読解文:
★ ★ ★ ★ ★ ★ ★

私が読んだ本の中でみなさんにおすすめしたいと思った本や、一言言いたいと思った本を取り上げ、紹介していこうと思います。ここで取り上げる本は文学的なお堅いものではなく肩の凝らないものにしようかなぁ、と考えていますが、一応、読んだ本の中で気になったものは何でもかんでも取り上げてみようと言う方向です。タイトル見た時点で「うげっ」って感じの奴はどんどんとばしてもらったらいいと思います。


メルヒェン − ヘッセ著・高橋健二訳(新潮文庫) - 1997/07/29







 ヘルマン・ヘッセといえば「車輪の下」「デミアン」等でお馴染みかと思うが、ここで紹介する「メルヒェン」はその名の通り童話である。私自身はヘッセの作品については空想的なイメージを持っているが、この作品も例に漏れず空想的な物語だと感じる。ヘッセの代表的な作品を読んだことがある人は、そのままの印象でこの本を読んでみればいいと思う。ヘッセのような作家の与える物語は、特にこのような童話の中で読者の心を洗い掛けるのではないだろうか。そしてこの「メルヒェン」は、短編集の形を取っているので少し読んでみようかと考えた人にも気軽に手に取ることができると思う。

★ ★ ★ ★ ★ ★ ★

提供された行:
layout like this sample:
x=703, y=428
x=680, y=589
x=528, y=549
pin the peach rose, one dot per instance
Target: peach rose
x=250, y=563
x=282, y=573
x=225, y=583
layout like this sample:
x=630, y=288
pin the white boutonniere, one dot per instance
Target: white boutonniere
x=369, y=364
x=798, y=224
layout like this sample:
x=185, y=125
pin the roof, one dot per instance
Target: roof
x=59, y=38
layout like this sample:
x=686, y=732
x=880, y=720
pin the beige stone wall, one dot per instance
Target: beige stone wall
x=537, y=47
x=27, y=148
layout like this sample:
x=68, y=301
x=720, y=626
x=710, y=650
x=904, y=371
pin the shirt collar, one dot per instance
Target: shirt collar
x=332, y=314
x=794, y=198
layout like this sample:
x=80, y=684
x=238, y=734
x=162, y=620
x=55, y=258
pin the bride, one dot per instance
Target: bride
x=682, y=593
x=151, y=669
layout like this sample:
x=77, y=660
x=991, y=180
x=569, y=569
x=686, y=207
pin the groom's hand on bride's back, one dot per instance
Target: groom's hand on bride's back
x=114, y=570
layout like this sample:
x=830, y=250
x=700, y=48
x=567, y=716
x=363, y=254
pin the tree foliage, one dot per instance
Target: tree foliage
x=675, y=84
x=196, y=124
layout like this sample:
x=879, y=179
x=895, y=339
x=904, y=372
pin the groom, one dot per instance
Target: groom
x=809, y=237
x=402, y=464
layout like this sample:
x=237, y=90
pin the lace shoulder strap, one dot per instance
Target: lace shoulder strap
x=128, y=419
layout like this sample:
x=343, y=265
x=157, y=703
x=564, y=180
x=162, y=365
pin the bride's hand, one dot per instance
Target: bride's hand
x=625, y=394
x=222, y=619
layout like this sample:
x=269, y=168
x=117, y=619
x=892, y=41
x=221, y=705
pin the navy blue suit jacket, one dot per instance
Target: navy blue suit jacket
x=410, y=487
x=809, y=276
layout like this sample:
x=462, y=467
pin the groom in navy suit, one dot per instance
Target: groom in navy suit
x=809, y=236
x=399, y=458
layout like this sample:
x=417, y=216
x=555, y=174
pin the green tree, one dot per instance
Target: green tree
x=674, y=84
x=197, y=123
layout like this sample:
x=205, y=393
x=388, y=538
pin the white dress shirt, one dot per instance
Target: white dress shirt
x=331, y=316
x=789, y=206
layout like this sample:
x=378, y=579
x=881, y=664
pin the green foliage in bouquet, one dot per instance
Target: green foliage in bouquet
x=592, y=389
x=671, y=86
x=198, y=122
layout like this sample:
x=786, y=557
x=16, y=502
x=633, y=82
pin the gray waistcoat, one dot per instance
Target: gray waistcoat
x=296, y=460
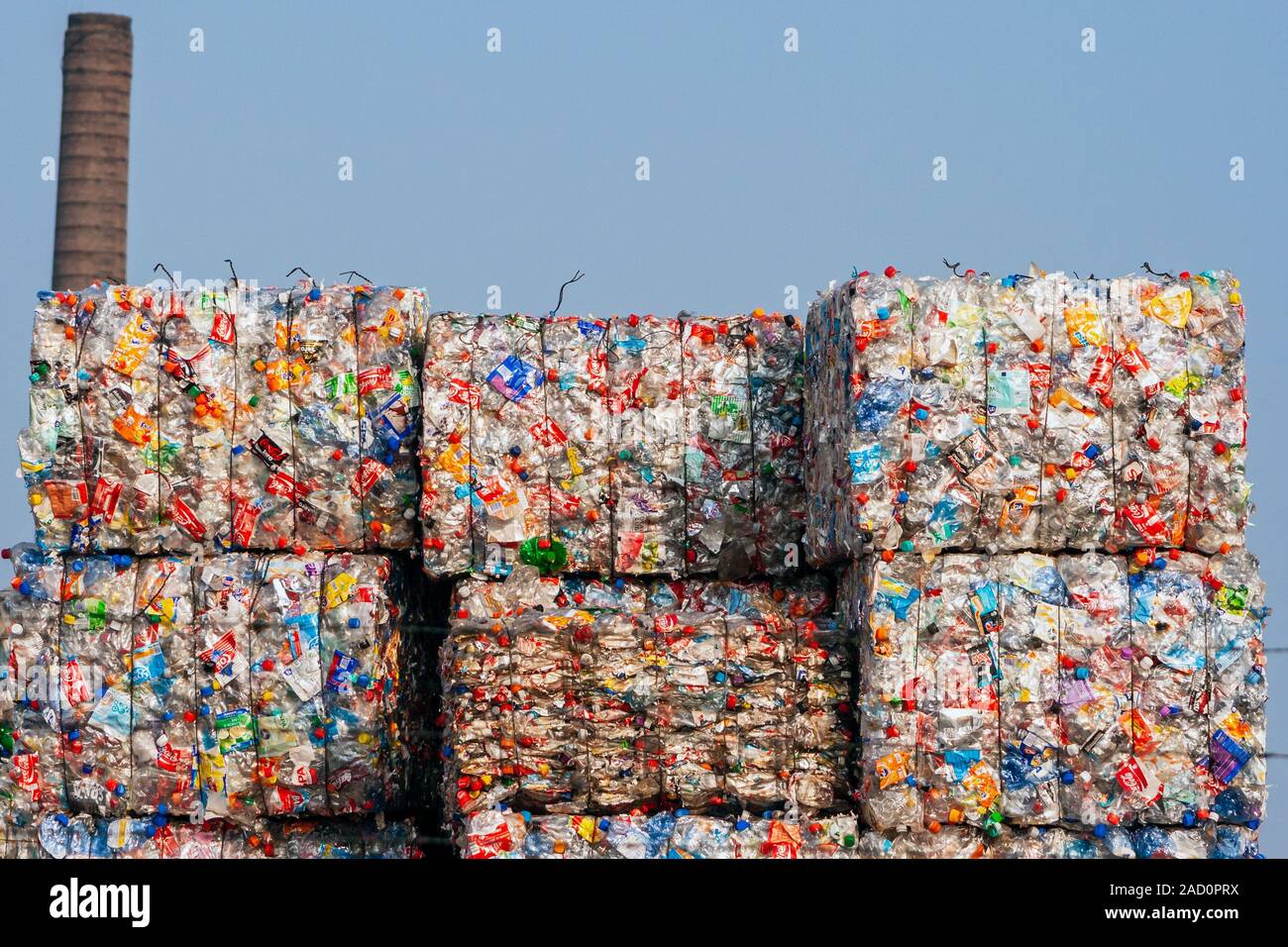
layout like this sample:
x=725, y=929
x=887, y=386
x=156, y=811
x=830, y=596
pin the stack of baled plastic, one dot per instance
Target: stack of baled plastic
x=1035, y=489
x=250, y=419
x=591, y=698
x=243, y=688
x=642, y=445
x=503, y=834
x=1012, y=414
x=85, y=836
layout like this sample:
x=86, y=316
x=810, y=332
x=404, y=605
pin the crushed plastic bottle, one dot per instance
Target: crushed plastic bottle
x=250, y=419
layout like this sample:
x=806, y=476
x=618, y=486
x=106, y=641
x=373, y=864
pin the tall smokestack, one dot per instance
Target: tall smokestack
x=94, y=151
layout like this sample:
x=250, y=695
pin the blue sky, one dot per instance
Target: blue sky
x=767, y=169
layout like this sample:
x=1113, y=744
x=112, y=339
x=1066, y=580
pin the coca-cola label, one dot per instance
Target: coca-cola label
x=1145, y=519
x=1134, y=363
x=172, y=759
x=377, y=379
x=245, y=518
x=548, y=433
x=284, y=486
x=267, y=450
x=187, y=521
x=106, y=496
x=369, y=474
x=463, y=393
x=1138, y=781
x=1102, y=377
x=224, y=329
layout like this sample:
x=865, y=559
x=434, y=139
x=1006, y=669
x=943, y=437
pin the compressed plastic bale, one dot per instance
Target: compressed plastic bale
x=702, y=836
x=717, y=444
x=1234, y=841
x=885, y=312
x=890, y=703
x=691, y=715
x=1218, y=405
x=52, y=450
x=1236, y=712
x=161, y=669
x=1078, y=454
x=226, y=608
x=356, y=631
x=647, y=408
x=389, y=322
x=759, y=749
x=678, y=692
x=544, y=718
x=446, y=506
x=777, y=436
x=949, y=459
x=1030, y=595
x=119, y=373
x=197, y=401
x=957, y=669
x=635, y=835
x=84, y=836
x=510, y=379
x=478, y=725
x=20, y=841
x=616, y=660
x=1170, y=630
x=493, y=834
x=323, y=482
x=1018, y=355
x=949, y=841
x=1149, y=403
x=1153, y=841
x=1095, y=682
x=1061, y=843
x=263, y=462
x=287, y=720
x=31, y=745
x=183, y=411
x=95, y=634
x=575, y=437
x=820, y=722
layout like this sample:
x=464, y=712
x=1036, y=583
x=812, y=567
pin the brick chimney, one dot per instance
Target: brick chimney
x=94, y=151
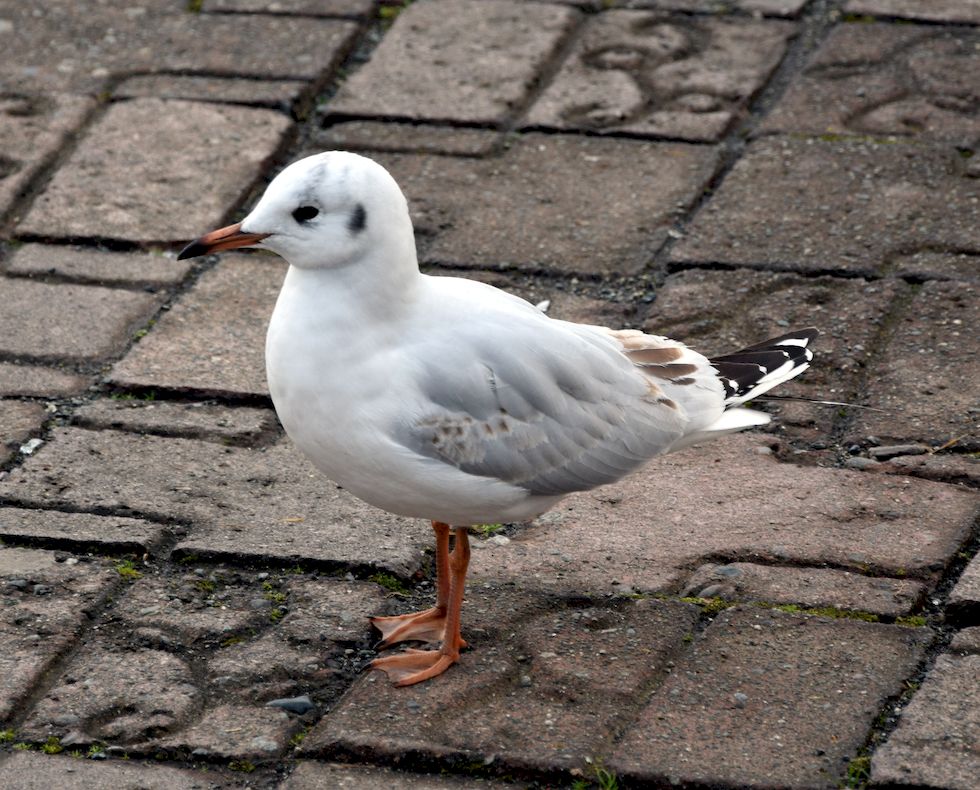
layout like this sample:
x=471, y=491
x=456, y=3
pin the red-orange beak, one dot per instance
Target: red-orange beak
x=227, y=238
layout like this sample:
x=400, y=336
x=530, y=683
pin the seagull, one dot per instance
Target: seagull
x=451, y=400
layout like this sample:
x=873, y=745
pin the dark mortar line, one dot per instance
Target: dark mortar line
x=21, y=206
x=814, y=26
x=770, y=561
x=871, y=275
x=888, y=719
x=876, y=347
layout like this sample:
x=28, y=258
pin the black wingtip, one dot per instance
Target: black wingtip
x=193, y=250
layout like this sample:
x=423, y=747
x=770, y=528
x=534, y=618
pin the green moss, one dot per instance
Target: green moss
x=128, y=571
x=391, y=583
x=486, y=530
x=823, y=611
x=709, y=605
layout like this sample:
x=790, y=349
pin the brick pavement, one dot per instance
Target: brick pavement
x=798, y=607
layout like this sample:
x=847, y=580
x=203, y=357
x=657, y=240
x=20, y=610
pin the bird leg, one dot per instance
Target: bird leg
x=414, y=666
x=428, y=625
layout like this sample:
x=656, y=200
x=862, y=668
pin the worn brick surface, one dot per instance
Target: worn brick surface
x=69, y=322
x=45, y=604
x=117, y=696
x=841, y=205
x=769, y=699
x=304, y=7
x=932, y=10
x=718, y=312
x=726, y=499
x=19, y=421
x=87, y=265
x=35, y=381
x=235, y=732
x=32, y=771
x=80, y=530
x=965, y=597
x=219, y=328
x=887, y=80
x=809, y=587
x=277, y=94
x=157, y=171
x=405, y=137
x=57, y=48
x=312, y=775
x=33, y=130
x=573, y=205
x=196, y=420
x=937, y=741
x=645, y=73
x=926, y=376
x=552, y=684
x=774, y=7
x=457, y=59
x=966, y=641
x=268, y=503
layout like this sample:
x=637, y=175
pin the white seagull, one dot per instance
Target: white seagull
x=451, y=400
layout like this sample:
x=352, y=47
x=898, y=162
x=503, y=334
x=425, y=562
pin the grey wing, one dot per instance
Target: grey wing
x=567, y=414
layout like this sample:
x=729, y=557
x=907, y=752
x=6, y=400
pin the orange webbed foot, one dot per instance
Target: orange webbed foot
x=414, y=666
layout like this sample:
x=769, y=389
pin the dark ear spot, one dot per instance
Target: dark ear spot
x=357, y=220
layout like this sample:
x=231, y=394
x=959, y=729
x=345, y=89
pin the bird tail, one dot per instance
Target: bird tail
x=749, y=373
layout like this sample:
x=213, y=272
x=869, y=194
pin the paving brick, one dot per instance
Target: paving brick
x=966, y=641
x=964, y=600
x=646, y=73
x=878, y=79
x=55, y=48
x=355, y=8
x=772, y=7
x=720, y=311
x=769, y=699
x=405, y=137
x=34, y=129
x=33, y=381
x=151, y=170
x=926, y=376
x=115, y=696
x=19, y=421
x=725, y=499
x=195, y=420
x=845, y=205
x=32, y=771
x=311, y=775
x=213, y=339
x=237, y=732
x=544, y=686
x=957, y=468
x=45, y=604
x=809, y=587
x=932, y=10
x=80, y=531
x=260, y=504
x=573, y=205
x=47, y=322
x=276, y=94
x=460, y=60
x=937, y=741
x=87, y=265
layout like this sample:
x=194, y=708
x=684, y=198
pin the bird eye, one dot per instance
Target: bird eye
x=305, y=213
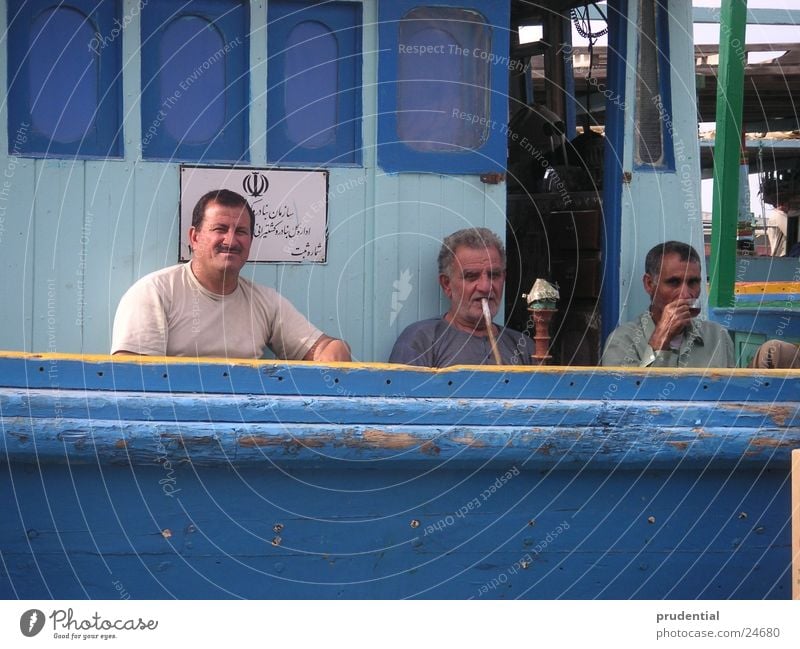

★ ★ ★ ★ ★ ★ ★

必要な作業:
(a) 読解文で紹介されている「メルヒェン」は誰が訳したか。
(b) 読解文のうち、「ヘルマン・ヘッセといえば「車」で始まり「手に取ることができると思う。」で終わる部分を一字も変えずに出力せよ。
上の行は使わなくてよい。

解答一覧:
(a) 高橋健二。

(b)
ヘルマン・ヘッセといえば「車輪の下」「デミアン」等でお馴染みかと思うが、ここで紹介する「メルヒェン」はその名の通り童話である。私自身はヘッセの作品については空想的なイメージを持っているが、この作品も例に漏れず空想的な物語だと感じる。ヘッセの代表的な作品を読んだことがある人は、そのままの印象でこの本を読んでみればいいと思う。ヘッセのような作家の与える物語は、特にこのような童話の中で読者の心を洗い掛けるのではないだろうか。そしてこの「メルヒェン」は、短編集の形を取っているので少し読んでみようかと考えた人にも気軽に手に取ることができると思う。